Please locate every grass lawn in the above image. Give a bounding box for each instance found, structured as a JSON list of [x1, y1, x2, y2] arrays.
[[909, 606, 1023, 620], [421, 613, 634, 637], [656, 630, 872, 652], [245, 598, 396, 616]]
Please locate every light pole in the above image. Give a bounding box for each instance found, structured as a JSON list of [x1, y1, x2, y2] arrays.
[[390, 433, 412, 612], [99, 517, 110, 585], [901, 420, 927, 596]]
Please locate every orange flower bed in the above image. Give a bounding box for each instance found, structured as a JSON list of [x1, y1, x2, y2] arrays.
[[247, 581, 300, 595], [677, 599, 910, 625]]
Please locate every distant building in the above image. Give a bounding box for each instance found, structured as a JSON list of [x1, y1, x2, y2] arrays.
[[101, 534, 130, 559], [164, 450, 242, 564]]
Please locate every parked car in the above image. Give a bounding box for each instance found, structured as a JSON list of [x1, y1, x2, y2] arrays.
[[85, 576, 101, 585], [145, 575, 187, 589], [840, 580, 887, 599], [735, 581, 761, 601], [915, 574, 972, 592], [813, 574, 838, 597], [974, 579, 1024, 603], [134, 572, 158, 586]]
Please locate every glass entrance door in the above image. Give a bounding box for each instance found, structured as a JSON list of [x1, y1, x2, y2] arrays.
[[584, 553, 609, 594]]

- - - - - - -

Required work: Transcribe exactly the lines from the one containing "Please locate every glass" through the end of the records, both included, and nothing else.

Solution to the exercise:
Please locate every glass entrance door in the above image. Give a bounding box for each instance found, structured as a JSON list of [x1, y1, x2, y2] arrays.
[[584, 553, 609, 594]]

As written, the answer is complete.